EUROPEAN JOURNAL OF CLINICAL PHARMACOLOGY, cilt.0, 2025 (SCI-Expanded, Scopus)
Purpose This study evaluated the performance of three generative AI models—ChatGPT- 4o, Gemini 1.5 Advanced Pro,
and Claude 3.5 Sonnet—in producing case-based rational pharmacology questions compared to expert educators.
Methods Using one-shot prompting, 60 questions (20 per model) addressing essential hypertension and type 2 diabetes
subjects were generated. A multidisciplinary panel categorized questions by usability (no revisions needed, minor or major
revisions required, or unusable). Subsequently, 24 AI-generated and 8 expert-created questions were asked to 103 medical
students in a real-world exam setting. Performance metrics, including correct response rate, discrimination index, and
identification of nonfunctional distractors, were analyzed.
Results No statistically significant differences were found between AI-generated and expert-created questions, with mean correct
response rates surpassing 50% and discrimination indices consistently equal to or above 0.20. Claude produced the highest
proportion of error-free items (12/20), whereas ChatGPT exhibited the fewest unusable items (5/20). Expert revisions required
approximately one minute per AI-generated question, representing a substantial efficiency gain over manual question preperation.
Nonetheless, 19 out of 60 AI-generated questions were deemed unusable, highlighting the necessity of expert oversight.
Conclusion Large language models can profoundly accelerate the development of high-quality assessment questions in medical
education. However, expert review remains critical to address lapses in reliability and validity. A hybrid model, integrating
AI-driven efficiencies with rigorous expert validation, may offer an optimal approach for enhancing educational outcomes.
=======
PROBLEM SET:
A) Answer these questions from the abstract on AI-generated pharmacology questions:
(i) How many medical students were given the questions in a real exam setting?
(ii) Which model produced the highest proportion of error-free items?
(iii) How many of the 60 AI-generated questions were judged unusable?
B) In the abstract on AI-generated pharmacology questions, substitute "clarity" for "usability" and give the passage from "EUROPEAN JOURNAL OF" to "distractors, were analyzed.".

Dataset entries:
=======
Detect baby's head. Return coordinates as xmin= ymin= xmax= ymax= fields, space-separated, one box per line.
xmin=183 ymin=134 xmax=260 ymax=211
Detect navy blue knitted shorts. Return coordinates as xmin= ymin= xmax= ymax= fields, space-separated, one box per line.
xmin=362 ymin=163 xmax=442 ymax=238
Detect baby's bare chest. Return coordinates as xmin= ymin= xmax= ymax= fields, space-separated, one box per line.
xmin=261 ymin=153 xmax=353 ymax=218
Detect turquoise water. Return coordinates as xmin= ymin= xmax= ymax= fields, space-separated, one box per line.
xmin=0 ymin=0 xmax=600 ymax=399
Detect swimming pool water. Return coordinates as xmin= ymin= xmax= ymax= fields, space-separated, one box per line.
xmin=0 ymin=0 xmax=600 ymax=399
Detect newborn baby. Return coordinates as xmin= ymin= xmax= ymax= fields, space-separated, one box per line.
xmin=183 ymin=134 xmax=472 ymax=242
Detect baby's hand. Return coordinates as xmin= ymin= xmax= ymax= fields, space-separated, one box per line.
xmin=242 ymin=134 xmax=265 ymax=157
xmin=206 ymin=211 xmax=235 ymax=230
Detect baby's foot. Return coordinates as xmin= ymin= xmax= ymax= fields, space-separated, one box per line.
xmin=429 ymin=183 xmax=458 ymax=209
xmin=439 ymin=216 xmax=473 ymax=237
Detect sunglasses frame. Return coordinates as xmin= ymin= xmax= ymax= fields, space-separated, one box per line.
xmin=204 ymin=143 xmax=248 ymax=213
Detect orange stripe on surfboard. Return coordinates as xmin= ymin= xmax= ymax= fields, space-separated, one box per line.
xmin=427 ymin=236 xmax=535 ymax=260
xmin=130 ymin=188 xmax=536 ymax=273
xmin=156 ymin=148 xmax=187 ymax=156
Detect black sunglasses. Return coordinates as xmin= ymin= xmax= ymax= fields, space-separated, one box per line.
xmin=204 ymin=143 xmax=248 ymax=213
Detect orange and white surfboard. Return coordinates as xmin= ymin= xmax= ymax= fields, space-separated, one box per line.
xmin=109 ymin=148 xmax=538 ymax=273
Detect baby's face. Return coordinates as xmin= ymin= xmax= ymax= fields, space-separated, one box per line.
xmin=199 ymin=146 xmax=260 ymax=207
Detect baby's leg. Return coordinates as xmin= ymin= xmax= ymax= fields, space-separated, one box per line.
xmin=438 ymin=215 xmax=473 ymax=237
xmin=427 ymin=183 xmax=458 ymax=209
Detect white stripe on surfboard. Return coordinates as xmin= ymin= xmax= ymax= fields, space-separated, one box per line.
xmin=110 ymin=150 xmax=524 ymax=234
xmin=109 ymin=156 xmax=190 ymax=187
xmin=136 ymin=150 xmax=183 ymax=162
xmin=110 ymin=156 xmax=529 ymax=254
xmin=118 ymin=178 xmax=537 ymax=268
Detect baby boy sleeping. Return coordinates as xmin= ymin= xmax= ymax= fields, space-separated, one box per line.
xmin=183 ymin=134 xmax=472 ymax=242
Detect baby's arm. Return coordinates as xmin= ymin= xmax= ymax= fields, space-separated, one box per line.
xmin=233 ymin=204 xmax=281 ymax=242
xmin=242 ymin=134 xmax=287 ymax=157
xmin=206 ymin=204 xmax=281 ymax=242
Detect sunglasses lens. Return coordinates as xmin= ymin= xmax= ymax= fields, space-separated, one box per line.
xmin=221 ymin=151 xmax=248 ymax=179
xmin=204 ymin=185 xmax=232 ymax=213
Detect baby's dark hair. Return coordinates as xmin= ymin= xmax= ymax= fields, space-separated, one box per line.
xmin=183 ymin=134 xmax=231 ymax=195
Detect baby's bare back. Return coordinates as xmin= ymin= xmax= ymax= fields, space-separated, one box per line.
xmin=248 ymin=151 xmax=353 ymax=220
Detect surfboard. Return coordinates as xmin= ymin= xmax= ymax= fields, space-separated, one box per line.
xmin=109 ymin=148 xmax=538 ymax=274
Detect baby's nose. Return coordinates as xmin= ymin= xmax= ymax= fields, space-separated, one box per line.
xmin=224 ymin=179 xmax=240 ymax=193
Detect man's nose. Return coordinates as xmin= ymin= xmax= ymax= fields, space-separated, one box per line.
=======
RESULTS IN ORDER:
A)
(i) 103
(ii) Claude 3.5 Sonnet (12 of 20)
(iii) 19

B)
EUROPEAN JOURNAL OF CLINICAL PHARMACOLOGY, cilt.0, 2025 (SCI-Expanded, Scopus)
Purpose This study evaluated the performance of three generative AI models—ChatGPT- 4o, Gemini 1.5 Advanced Pro,
and Claude 3.5 Sonnet—in producing case-based rational pharmacology questions compared to expert educators.
Methods Using one-shot prompting, 60 questions (20 per model) addressing essential hypertension and type 2 diabetes
subjects were generated. A multidisciplinary panel categorized questions by clarity (no revisions needed, minor or major
revisions required, or unusable). Subsequently, 24 AI-generated and 8 expert-created questions were asked to 103 medical
students in a real-world exam setting. Performance metrics, including correct response rate, discrimination index, and
identification of nonfunctional distractors, were analyzed.